Work instructions
Skip the pictures. Transcribe the rest of the data below without changing a word.

Extracted information
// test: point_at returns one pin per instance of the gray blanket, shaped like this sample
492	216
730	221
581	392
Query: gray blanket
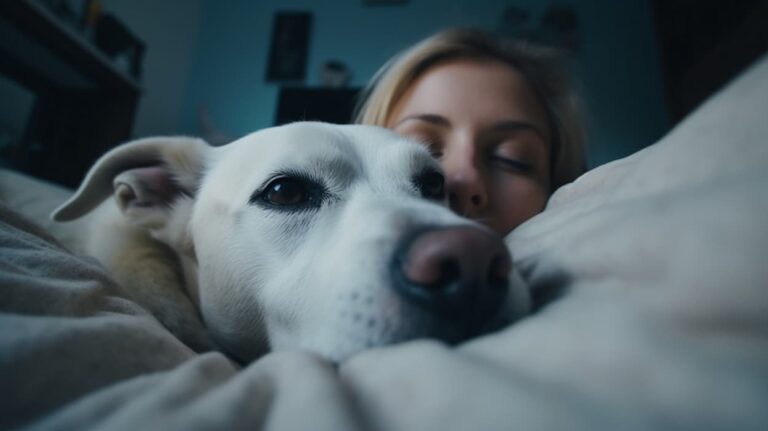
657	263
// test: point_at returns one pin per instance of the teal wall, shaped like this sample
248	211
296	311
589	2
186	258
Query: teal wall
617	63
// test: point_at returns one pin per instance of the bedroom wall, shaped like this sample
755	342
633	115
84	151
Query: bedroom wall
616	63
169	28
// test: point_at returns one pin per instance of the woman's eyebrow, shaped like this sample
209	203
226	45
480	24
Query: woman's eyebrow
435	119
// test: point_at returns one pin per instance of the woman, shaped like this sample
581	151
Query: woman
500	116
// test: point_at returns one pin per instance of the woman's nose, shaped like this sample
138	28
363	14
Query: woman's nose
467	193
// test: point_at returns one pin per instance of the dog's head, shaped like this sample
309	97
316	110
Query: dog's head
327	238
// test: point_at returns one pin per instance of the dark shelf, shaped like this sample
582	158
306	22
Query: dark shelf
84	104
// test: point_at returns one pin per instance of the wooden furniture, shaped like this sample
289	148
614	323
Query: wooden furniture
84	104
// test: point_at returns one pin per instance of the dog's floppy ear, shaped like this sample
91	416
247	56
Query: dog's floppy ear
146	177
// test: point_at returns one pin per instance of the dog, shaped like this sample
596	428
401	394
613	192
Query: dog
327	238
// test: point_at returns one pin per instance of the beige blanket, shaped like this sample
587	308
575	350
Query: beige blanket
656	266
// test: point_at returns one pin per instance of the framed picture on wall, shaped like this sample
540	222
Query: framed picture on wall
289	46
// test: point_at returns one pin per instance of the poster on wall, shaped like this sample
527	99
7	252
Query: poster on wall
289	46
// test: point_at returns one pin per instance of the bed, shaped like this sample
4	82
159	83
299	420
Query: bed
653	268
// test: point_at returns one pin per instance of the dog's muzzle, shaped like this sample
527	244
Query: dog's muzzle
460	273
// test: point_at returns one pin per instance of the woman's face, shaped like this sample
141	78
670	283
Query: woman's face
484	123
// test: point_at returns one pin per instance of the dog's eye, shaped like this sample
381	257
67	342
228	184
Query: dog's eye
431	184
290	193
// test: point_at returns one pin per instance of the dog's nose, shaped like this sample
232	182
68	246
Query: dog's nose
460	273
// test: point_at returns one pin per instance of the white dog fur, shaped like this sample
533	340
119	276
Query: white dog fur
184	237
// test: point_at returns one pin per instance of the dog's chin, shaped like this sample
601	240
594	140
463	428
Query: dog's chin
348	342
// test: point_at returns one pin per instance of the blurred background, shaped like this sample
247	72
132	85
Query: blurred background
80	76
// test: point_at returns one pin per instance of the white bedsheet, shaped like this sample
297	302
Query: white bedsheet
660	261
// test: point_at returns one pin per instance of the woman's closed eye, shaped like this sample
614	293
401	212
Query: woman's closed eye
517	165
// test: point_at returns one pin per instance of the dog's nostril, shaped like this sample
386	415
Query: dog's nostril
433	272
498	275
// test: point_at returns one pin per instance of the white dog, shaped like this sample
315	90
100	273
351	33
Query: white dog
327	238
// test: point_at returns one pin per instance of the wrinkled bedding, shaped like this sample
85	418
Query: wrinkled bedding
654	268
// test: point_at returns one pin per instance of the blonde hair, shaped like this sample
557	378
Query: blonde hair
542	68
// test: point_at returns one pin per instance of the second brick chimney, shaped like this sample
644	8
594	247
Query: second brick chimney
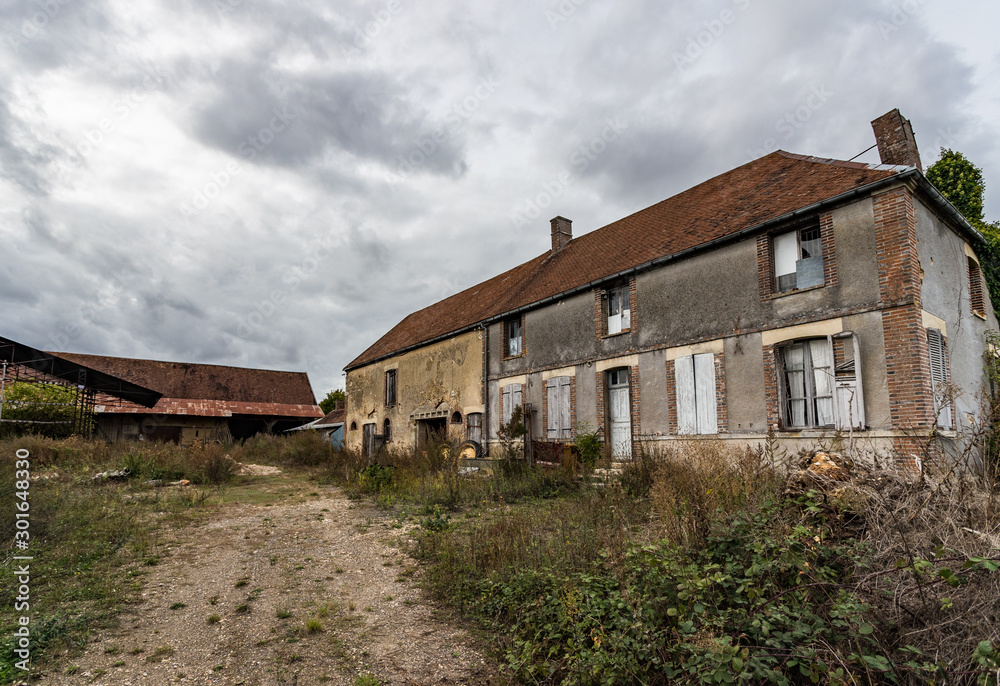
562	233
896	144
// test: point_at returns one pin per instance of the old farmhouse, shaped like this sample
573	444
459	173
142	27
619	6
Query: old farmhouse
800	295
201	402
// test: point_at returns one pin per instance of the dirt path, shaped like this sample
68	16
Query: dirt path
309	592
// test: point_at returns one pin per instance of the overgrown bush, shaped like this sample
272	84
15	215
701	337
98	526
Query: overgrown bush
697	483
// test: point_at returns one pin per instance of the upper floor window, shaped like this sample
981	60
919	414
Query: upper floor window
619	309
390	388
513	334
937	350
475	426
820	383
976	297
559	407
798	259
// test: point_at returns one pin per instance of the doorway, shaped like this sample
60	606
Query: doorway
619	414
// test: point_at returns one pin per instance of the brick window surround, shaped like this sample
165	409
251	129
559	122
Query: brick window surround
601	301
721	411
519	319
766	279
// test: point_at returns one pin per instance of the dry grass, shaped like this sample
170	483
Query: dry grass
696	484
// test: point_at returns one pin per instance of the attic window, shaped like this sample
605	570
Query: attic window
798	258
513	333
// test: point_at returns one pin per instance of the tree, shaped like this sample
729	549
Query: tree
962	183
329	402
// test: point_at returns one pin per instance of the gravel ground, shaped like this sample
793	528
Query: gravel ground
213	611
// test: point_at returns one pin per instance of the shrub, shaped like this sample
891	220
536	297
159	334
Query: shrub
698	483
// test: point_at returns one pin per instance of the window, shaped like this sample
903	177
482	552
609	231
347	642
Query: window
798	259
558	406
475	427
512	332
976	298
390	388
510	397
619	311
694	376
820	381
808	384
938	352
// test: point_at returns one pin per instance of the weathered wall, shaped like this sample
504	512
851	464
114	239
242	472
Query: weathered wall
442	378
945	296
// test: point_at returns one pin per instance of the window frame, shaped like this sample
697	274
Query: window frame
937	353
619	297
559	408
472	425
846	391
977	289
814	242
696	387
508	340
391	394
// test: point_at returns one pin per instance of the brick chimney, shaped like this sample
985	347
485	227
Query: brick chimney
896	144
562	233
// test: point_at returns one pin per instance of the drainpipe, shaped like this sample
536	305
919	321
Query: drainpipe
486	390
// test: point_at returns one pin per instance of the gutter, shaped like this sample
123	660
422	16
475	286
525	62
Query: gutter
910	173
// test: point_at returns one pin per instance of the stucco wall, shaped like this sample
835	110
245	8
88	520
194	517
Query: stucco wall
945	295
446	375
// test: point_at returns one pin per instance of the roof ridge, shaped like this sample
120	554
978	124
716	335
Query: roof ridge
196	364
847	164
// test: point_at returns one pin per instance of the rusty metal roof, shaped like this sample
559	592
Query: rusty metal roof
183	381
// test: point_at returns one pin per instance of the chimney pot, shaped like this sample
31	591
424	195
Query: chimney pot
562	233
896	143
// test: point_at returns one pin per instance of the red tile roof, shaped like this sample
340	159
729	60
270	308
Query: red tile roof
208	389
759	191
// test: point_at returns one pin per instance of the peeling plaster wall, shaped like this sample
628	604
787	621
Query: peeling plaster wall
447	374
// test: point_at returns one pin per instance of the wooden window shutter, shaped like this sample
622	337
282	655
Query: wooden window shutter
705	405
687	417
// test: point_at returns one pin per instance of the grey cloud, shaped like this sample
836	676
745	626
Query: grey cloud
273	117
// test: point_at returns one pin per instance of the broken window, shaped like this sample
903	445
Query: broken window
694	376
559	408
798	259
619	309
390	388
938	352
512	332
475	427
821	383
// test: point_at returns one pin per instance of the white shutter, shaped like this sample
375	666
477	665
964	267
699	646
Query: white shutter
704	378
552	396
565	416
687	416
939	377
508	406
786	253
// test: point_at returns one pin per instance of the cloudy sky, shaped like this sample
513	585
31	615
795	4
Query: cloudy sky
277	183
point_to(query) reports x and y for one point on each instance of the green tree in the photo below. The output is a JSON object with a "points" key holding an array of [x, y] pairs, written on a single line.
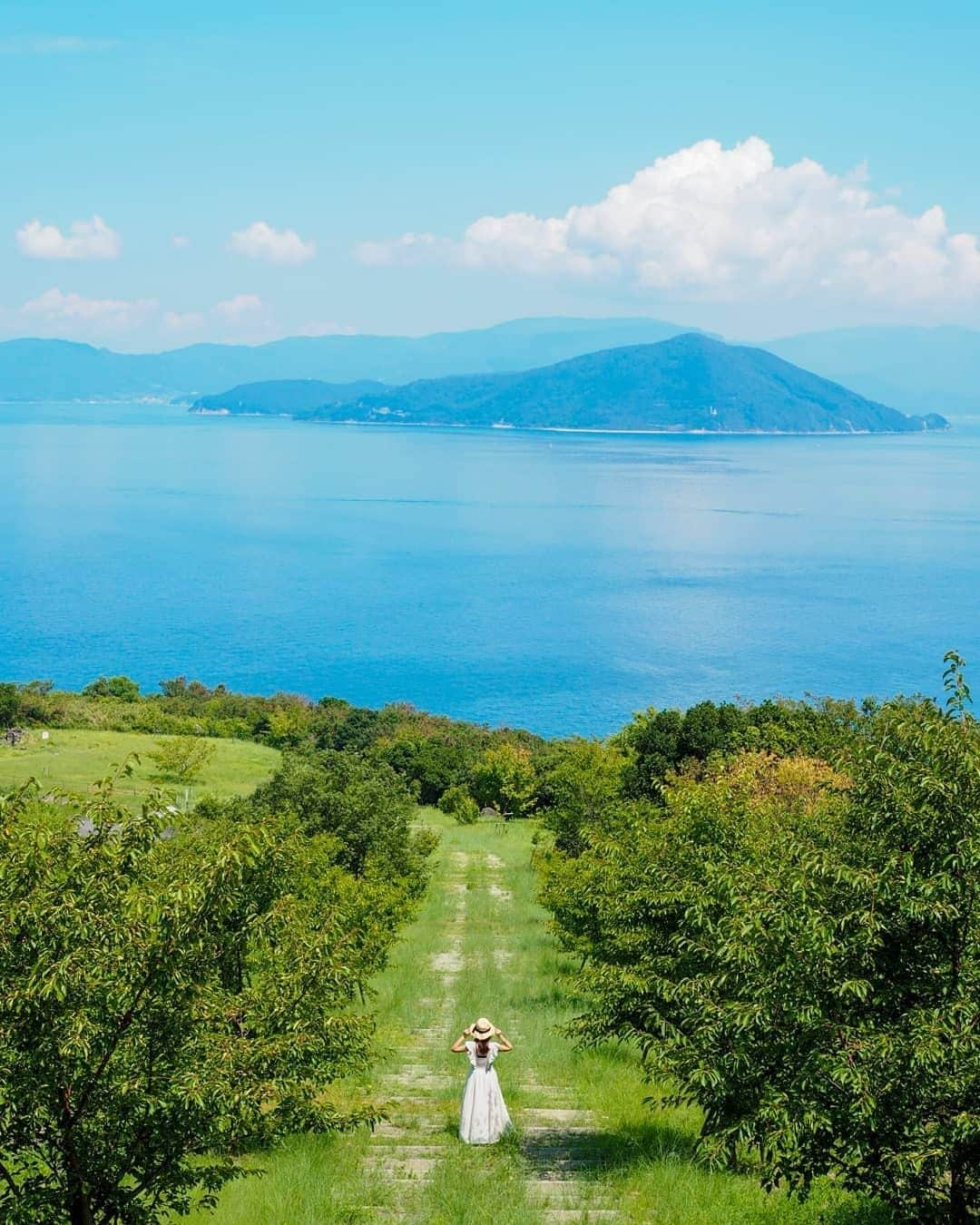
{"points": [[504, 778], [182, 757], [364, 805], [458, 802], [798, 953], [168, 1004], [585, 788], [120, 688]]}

Response to the task
// test: point_at returns one pin per instance of the gray blanket, shaped like this sample
492	216
730	221
581	392
Query: gray blanket
657	263
// test: point_at returns one pin per instance of the teal wall, shaped like this sample
248	211
296	311
589	2
186	258
Query: teal wall
617	63
// test: point_at returns one pin per instance of the bedroom wall, shaped like this sample
755	342
633	115
84	151
Query: bedroom wall
616	63
169	28
// test: point_at returns one pin per instance of the woman's eyebrow, shaped like this sample
209	203
226	45
480	24
Query: woman's eyebrow
435	119
// test: point_at returns one pin per instance of the woman, shaped like this sample
581	151
Query: woman
500	116
// test: point_at returns one pin per instance of the woman's nose, shaped like this sample
138	28
363	14
Query: woman's nose
467	193
// test: point_at returns one pin per instance of the dog's head, shaped like this sample
309	97
316	110
Query: dog's head
327	238
// test: point_at returns one pin per instance of the dark shelf, shaped like this sample
582	158
306	22
Query: dark shelf
84	104
// test: point_at returns one pin per instance of the wooden furniture, shaped like this sample
289	148
614	323
Query: wooden furniture
84	104
// test: point_at returns one pin per instance of the dog's floppy ear, shaped like this sample
91	416
247	56
Query: dog's floppy ear
146	177
// test: point_at returns one pin per instance of the dog, shaped like this sample
596	428
401	394
613	192
Query: dog
327	238
// test: point_at returns one pin per instance of the beige blanket, shaped like this sample
587	308
575	350
Query: beige blanket
656	266
// test: point_at returns one pin per instance of the framed picture on wall, shaped like this sample
540	222
Query: framed picture on wall
289	46
// test: point_at returns one pin per instance of the poster on wall, shaped like this sample
527	99
7	252
Query: poster on wall
289	46
// test: point_at returns one pin per instance of the bed, shaped like this sample
4	82
159	83
299	420
Query: bed
653	268
// test: point_at returns one pin per instance of the dog's muzzle, shaped like this sample
527	244
Query: dog's muzzle
460	273
// test: point_at returns one pin per instance of the woman's face, shaped like this sample
141	78
670	283
Query: woman's face
484	123
// test: point_at returns one pin per instance of the dog's eye, shaped like this sample
381	257
67	342
228	184
Query: dog's eye
431	184
290	193
// test: point_at returns one pin per instance of the dog's nose, shaped like this sample
232	182
68	246
Query: dog's nose
460	273
// test: point_at returns one pin per instance of the white dog fur, shaped like this sample
533	340
119	276
Query: white dog fur
184	237
// test: point_at returns one pin per instance of the dog's chin, shaped like this sample
601	240
594	140
463	428
Query: dog's chin
348	342
// test: point_at returns one pin per instance of the blurred background, shaped like this sample
247	72
132	85
Query: blurred background
80	76
// test: point_at returns one pin per instance of the white bedsheet, shaped like this sample
297	302
Query: white bedsheet
660	261
// test: point_at returns one pin per instance of the woman's closed eye, shaped like this sample
614	293
401	212
Query: woman's closed eye
517	165
// test: point_at returns one pin per instance of the dog's nostril, shaped like this sample
386	415
Query: dog's nostril
433	272
498	275
// test: point_at returns one pin per instance of the white dog, shaped like this sample
315	90
100	273
351	33
Query: white dog
327	238
// test: point_at returns one pin per instance of the wrinkled bedding, shaped like this sample
85	418
Query: wrinkled bedding
654	268
// test: point_at returns one pin per instance of the blonde hair, shaped like this sample
557	378
Query: blonde hair
542	68
// test: point_at returns one pin per instance of the second brick chimney, shaped like this sample
644	8
594	247
Query: second brick chimney
562	233
896	144
// test: point_at returns one pin per instance of the old farmhouse, shaped like this sample
573	444
459	173
142	27
619	6
Query: old farmhouse
800	295
201	402
// test: point_at returns one pin per instance of the dirt path, shaped like this sample
68	16
Query: dirt path
309	592
// test: point_at returns one pin per instance of the overgrown bush, shaped like this sample
272	84
15	215
701	337
98	526
Query: overgrown bush
697	483
// test: point_at returns one pin per instance of the upper floor window, shaped like this sample
981	60
919	414
Query: upper floor window
619	309
390	388
513	334
937	350
475	426
820	383
976	297
559	407
798	259
// test: point_at returns one pin per instance of the doorway, shaped like this sample
60	606
Query: doorway
619	414
// test: point_at returns one pin per instance of the brick window surround, shaped like this sample
165	409
251	129
559	122
Query: brick window surround
601	301
721	411
519	319
766	279
// test: point_at returns one pin per instance of the dry grass, shaped like this sample
170	483
Query: dry grass
696	484
// test: point_at returns one pin per instance of the attic window, shaped like this sample
605	570
Query: attic window
798	258
513	333
// test: point_at returns one pin per instance of the tree, shaped like this sample
729	549
Query: tree
962	183
329	402
// test: point_at returns one pin per instance of the gravel ground, shaped like this sample
793	528
Query: gravel ground
213	611
// test: point_at returns one pin per instance of the shrub, shaped like this sample
891	220
536	297
159	334
Query: shrub
698	483
// test: point_at returns one pin per instance of the window, shaped like this sample
903	177
482	552
609	231
347	642
Query: window
798	259
558	406
475	427
512	332
976	298
390	388
510	397
619	311
694	376
820	381
808	384
938	352
// test: point_at returns one pin per instance of the weathered wall, shaped like this sample
504	512
851	464
114	239
242	472
Query: weathered wall
442	378
945	296
// test: point_at returns one pin per instance of the window frame, shaped like this sample
697	274
Query: window frame
937	353
619	297
559	408
472	425
846	391
977	289
814	242
696	387
508	340
391	394
// test: point_at returns one pin per instance of the brick chimney, shaped like this sample
985	347
485	227
Query: brick chimney
896	144
562	233
// test: point_at returns one pin per instance of the drainpipe, shaped like this sample
536	305
919	321
Query: drainpipe
486	390
// test: point_at returns one pin per instance of the gutter, shaped like this sample
123	660
422	16
475	286
525	62
Query: gutter
910	173
// test: point_at returns one pin per instance of the stucco wall, shaped like this sample
835	110
245	8
88	520
194	517
Query: stucco wall
945	295
446	375
// test: point_at returns one pin per instance of the roof ridge, shaped like this sample
120	554
978	124
716	335
Query: roof ridge
196	364
847	164
// test: point_at returns one pin per instance of the rusty metal roof, shaped like this sample
559	592
Query: rusty metal roof
183	381
// test: point_at returns one pin per instance of the chimney pot, shaped like this sample
31	591
424	195
Query: chimney pot
562	233
896	143
// test: point_at returns one pin per instance of the red tile roof, shaped like this sample
340	159
729	60
270	308
Query: red tile roof
208	389
759	191
// test: point_at returns one pin per instance of the peeling plaster wall, shaped like this sample
628	604
787	621
Query: peeling plaster wall
447	374
// test: point_at returns one pin per instance of the wooden window shutter, shaped like this sample
622	337
282	655
Query: wooden window shutter
705	405
687	417
// test: point_at returns one pin per instance of the grey cloud, shaped like this sample
836	676
745	626
Query: grey cloud
273	117
// test: point_at returns one pin per instance of the broken window, shaped like this sample
903	445
Query: broken window
694	376
559	408
798	259
619	309
390	388
938	352
512	332
475	427
821	383
// test: point_at returns one pin per instance of the white shutter, shaped like this sample
375	666
477	665
964	267
699	646
Query: white shutter
704	378
552	396
565	416
687	416
939	377
508	406
786	253
// test: point_at returns one pin per instance of the cloudy sky, shaped like this sample
513	585
31	615
795	4
Query: cloudy sky
277	183
point_to(query) reports x and y for one point on each instance of the green tree in the photo below. The output is a JSON object with a "points" key holding an array of [x, y] pairs, written on a single line.
{"points": [[504, 778], [182, 757], [364, 805], [458, 802], [798, 953], [168, 1004], [585, 788], [120, 688]]}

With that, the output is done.